INSTRUÇÕES -
1. Reproduza o trecho do texto sobre a Lusitânia e Portugal que começa nas palavras "Ou quando viu" e termina logo após "o território português.".
2. Segundo o texto sobre a Lusitânia e Portugal, onde nasceu Portugal como Estado?

LUSITÂNIA E PORTUGAL, LUSOS E PORTUGUESES. Luis Jorge Rodrigues Gonçalves (pág. 78 de «CARMINA LUSITANA» 2007)

 

 

Foi André de Resende, em Erasmi Encomium, de 1531, que desenhou o carácter honorífico que identificou Portugal como a Lusitânia. Mas é na poesia de Luís de Camões que devemos encontrar a força da assimilação entre a Lusitânia e Portugal e entre lusos e portugueses. Desde logo no título da sua principal obra Os Lusíadas, onde cantou: «As armas e os barões assinalados/ Que, da Ocidental praia Lusitana,/ Por mares nunca dantes navegados/ Passaram ainda além da Taprobana.» (I, 1, 1-4)

            Ou ainda «Que eu canto o peito ilustre Lusitano…» (I, 3, 5). Mas também quando situa Portugal na Europa: «Eis aqui, quase cume da cabeça/ De Europa toda, o Reino Lusitano,/ Onde a terra se acaba e o mar começa/ E onde Febo repousa no Oceano.» (III, 20, 1-4)

            Quando procurou a origem do nome Lusitânia, como estando associado a Baco: «Esta foi Lusitânia, derivada/ De Luso ou Lisa, que de Baco antigo/ Filhos foram, parece, ou companheiros,/ E nela antam os íncolas primeiros.» (III, 21, 5-8)

            Ou quando viu Viriato como um precursor líder português: «Desta o Pastor nasceu que o seu nome/ Se vê que de homem forte os feitos teve,/ Cuja fama ninguém virá que dome,/ Pois a grande de Roma não se atreve.» (III, 22,1-4)

            Este entusiasmo camoniano, que identificou Portugal como sucessor da Lusitânia, não podia cair no esquecimento e o conceito passou a designar Portugal, embora o conceito poético não correspondesse à realidade histórica, por não ter existido uma coincidência de territórios entre Portugal e a província da Lusitânia. Desde logo Portugal, como Estado, nasceu em Guimarães, na região de Entre-o-Douro-e-Minho, uma parte do território que não fez parte da Lusitânia. Por outro lado, a capital da Lusitânia, «Augusta Emerita», e toda a parte oriental da província, não incorporaram o território português.

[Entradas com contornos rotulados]
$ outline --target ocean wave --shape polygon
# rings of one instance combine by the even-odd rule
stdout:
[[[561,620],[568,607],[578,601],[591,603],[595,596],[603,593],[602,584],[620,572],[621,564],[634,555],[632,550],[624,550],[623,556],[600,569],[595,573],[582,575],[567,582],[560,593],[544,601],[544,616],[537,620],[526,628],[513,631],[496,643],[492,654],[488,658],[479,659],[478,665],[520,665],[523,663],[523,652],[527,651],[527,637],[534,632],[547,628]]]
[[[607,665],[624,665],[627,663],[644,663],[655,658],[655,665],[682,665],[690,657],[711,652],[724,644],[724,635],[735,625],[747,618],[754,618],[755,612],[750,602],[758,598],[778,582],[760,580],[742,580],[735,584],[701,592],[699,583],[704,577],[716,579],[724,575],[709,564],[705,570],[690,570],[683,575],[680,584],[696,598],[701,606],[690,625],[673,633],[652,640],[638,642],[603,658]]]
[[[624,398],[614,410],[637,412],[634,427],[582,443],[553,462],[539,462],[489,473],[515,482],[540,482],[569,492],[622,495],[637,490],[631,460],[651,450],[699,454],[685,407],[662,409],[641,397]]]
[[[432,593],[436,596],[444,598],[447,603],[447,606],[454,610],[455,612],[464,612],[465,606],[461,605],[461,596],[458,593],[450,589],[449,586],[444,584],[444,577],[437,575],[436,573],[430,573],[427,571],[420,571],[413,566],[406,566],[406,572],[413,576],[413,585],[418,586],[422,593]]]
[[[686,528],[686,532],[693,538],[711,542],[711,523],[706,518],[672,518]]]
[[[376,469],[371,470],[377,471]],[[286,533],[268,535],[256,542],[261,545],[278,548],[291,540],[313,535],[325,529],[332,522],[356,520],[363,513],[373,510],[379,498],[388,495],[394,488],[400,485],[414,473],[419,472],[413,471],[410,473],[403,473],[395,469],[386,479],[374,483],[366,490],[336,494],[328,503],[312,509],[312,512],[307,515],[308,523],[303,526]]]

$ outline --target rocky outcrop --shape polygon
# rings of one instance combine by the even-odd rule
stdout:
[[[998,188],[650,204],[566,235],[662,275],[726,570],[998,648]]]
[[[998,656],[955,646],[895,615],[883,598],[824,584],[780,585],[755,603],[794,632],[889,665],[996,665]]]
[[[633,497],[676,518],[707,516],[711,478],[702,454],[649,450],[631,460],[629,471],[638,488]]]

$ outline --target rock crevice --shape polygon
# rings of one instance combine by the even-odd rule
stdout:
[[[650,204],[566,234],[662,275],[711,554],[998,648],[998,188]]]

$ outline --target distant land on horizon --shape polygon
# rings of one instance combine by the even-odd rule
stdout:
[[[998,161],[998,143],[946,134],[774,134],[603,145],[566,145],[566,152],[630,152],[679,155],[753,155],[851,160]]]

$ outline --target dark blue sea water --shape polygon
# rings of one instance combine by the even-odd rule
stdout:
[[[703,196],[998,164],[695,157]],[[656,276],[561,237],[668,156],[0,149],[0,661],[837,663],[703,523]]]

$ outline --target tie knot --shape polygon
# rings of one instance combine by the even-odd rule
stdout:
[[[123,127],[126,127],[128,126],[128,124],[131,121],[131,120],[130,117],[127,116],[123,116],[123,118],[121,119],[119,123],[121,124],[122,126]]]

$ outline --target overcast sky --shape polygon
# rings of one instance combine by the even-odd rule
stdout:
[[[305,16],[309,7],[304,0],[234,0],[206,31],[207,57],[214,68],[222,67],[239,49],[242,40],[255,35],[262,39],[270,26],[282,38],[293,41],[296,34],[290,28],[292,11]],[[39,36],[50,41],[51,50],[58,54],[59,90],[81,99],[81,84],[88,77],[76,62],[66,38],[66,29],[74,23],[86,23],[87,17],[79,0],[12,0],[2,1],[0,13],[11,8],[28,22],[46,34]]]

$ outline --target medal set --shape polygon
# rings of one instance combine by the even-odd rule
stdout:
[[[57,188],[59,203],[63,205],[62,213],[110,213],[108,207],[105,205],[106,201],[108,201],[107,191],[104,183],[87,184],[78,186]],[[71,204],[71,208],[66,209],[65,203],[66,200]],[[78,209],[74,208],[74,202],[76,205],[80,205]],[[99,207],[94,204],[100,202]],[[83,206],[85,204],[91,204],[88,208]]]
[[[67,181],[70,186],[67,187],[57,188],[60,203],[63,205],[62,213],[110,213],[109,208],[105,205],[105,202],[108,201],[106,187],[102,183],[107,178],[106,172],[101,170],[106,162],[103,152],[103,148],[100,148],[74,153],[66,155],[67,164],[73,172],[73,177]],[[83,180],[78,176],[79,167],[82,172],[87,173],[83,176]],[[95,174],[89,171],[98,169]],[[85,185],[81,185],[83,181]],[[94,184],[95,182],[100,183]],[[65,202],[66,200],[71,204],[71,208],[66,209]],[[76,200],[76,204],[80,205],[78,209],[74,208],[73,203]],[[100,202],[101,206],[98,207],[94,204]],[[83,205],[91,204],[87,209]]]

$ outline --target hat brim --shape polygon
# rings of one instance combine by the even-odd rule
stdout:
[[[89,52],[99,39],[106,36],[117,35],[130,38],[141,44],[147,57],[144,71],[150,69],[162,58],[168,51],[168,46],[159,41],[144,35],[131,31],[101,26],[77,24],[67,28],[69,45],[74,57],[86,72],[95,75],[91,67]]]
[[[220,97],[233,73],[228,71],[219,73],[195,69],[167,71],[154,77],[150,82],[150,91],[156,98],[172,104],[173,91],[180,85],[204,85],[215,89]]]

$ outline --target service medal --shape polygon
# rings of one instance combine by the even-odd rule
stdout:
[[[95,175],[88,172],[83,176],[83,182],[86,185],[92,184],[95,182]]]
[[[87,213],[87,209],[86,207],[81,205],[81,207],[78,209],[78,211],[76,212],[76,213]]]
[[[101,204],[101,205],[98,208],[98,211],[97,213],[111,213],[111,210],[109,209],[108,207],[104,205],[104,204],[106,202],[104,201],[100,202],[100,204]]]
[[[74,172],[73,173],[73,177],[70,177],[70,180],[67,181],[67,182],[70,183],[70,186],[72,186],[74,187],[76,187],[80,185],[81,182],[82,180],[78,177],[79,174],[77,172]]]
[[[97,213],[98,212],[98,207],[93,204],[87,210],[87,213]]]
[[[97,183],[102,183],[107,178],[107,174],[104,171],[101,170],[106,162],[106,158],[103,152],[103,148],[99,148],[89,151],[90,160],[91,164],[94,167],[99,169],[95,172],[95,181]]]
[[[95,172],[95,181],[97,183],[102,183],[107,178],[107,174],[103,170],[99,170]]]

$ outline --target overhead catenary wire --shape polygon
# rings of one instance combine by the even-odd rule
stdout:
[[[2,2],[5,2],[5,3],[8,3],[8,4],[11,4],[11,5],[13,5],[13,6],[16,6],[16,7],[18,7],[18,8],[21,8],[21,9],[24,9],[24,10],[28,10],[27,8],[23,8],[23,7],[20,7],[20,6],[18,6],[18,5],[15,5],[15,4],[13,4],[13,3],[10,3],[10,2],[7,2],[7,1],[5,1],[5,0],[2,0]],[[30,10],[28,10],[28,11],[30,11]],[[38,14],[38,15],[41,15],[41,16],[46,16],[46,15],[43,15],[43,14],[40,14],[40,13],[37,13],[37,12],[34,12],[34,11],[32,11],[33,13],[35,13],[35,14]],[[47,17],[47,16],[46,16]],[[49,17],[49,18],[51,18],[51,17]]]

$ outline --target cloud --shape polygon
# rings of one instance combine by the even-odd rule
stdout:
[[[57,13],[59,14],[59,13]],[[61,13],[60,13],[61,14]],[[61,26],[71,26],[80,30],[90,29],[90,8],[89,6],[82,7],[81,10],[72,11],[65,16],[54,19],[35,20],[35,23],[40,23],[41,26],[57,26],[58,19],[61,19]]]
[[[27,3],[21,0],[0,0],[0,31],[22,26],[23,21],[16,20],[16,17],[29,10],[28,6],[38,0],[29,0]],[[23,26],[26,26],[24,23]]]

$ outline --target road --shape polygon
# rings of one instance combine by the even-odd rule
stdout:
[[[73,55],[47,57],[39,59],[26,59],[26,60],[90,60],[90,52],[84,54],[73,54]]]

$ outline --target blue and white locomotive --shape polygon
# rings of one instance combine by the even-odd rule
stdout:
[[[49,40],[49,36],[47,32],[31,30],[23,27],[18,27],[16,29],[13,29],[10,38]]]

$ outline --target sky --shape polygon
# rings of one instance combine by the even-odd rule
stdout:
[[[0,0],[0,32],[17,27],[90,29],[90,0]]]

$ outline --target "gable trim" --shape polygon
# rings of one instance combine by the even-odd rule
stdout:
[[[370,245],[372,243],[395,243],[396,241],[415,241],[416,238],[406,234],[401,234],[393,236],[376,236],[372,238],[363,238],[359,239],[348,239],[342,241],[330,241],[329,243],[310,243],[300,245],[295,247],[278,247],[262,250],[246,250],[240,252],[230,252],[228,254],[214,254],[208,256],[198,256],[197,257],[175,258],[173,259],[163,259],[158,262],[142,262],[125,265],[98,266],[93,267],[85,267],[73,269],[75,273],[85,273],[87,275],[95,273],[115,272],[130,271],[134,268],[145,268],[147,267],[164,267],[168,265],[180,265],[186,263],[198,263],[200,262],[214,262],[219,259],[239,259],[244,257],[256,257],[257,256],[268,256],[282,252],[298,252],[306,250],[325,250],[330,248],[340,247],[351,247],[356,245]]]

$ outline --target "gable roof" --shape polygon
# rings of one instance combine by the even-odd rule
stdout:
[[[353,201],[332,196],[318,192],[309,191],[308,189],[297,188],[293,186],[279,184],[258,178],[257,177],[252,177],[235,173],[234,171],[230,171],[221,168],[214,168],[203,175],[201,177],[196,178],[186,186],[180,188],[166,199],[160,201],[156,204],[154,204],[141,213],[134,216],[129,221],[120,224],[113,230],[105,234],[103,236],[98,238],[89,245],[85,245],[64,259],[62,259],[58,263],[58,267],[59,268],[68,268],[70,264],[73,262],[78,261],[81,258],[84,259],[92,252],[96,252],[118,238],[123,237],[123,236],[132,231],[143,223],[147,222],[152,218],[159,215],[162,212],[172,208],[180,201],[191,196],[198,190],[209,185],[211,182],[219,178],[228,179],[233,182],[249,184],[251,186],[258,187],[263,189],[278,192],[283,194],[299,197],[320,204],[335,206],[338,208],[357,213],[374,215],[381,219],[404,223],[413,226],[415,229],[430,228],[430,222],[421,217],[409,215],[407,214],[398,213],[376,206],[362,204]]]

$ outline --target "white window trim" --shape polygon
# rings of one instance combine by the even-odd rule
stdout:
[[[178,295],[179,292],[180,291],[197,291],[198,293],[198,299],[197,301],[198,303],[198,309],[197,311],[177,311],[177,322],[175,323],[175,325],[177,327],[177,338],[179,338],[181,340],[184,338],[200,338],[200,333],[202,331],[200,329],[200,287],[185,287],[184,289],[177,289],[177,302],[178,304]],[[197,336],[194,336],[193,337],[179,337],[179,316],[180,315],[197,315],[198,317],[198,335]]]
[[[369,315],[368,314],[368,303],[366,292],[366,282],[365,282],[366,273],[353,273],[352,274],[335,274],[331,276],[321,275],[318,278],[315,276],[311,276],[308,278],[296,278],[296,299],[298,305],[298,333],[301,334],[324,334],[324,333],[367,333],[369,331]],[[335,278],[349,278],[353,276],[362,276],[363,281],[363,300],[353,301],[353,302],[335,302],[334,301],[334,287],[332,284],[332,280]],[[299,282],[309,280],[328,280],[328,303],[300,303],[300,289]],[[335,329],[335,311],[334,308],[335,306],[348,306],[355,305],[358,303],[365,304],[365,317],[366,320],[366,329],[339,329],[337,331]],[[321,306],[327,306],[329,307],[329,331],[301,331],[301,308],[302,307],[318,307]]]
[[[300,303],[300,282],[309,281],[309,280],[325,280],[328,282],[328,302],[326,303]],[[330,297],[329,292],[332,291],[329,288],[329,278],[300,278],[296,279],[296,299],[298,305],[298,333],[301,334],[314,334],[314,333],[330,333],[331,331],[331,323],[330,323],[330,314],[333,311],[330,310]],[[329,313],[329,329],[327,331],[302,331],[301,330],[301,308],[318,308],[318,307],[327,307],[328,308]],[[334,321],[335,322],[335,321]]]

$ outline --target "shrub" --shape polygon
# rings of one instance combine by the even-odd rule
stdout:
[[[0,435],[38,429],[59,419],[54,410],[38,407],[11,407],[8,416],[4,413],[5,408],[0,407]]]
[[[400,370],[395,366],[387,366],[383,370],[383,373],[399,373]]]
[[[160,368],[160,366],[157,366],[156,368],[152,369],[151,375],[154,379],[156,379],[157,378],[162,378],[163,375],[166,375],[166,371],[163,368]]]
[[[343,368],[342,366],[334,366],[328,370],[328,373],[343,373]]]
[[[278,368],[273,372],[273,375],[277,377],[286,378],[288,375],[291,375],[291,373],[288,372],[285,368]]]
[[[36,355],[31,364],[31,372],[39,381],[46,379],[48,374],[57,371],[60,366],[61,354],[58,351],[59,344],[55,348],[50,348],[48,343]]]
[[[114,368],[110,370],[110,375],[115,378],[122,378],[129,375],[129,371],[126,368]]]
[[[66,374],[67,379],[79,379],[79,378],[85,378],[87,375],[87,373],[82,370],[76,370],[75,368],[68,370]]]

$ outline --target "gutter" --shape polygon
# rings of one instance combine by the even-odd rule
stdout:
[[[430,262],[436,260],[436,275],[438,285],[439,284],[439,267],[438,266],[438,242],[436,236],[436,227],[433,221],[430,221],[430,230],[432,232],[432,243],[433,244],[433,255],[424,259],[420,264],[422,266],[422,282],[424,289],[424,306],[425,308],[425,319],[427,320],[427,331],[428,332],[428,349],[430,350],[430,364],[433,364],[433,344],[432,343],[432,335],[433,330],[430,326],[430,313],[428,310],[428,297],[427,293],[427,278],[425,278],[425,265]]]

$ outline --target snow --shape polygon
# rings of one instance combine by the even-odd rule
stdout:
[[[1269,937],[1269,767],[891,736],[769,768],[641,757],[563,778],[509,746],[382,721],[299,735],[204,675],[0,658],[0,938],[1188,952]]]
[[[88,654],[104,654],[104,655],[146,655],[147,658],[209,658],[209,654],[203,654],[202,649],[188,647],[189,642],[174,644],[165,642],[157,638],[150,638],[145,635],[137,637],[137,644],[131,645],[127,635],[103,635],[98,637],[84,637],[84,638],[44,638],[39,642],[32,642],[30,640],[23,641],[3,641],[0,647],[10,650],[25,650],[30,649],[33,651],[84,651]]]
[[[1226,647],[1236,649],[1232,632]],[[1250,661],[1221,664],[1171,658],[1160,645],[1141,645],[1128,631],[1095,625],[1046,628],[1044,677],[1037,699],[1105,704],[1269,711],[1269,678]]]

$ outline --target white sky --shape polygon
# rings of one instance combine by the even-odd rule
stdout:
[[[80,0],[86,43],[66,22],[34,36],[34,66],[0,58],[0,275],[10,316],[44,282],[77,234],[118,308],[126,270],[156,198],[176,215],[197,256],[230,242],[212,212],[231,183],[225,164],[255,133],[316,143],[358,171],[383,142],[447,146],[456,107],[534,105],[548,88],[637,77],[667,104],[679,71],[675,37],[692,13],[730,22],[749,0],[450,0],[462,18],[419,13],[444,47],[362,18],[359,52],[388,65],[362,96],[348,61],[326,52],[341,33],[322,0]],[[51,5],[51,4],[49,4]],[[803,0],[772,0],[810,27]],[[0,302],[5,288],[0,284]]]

RESPOSTAS -
1.
Ou quando viu Viriato como um precursor líder português: «Desta o Pastor nasceu que o seu nome/ Se vê que de homem forte os feitos teve,/ Cuja fama ninguém virá que dome,/ Pois a grande de Roma não se atreve.» (III, 22,1-4)

            Este entusiasmo camoniano, que identificou Portugal como sucessor da Lusitânia, não podia cair no esquecimento e o conceito passou a designar Portugal, embora o conceito poético não correspondesse à realidade histórica, por não ter existido uma coincidência de territórios entre Portugal e a província da Lusitânia. Desde logo Portugal, como Estado, nasceu em Guimarães, na região de Entre-o-Douro-e-Minho, uma parte do território que não fez parte da Lusitânia. Por outro lado, a capital da Lusitânia, «Augusta Emerita», e toda a parte oriental da província, não incorporaram o território português.

2. Em Guimarães, na região de Entre-o-Douro-e-Minho.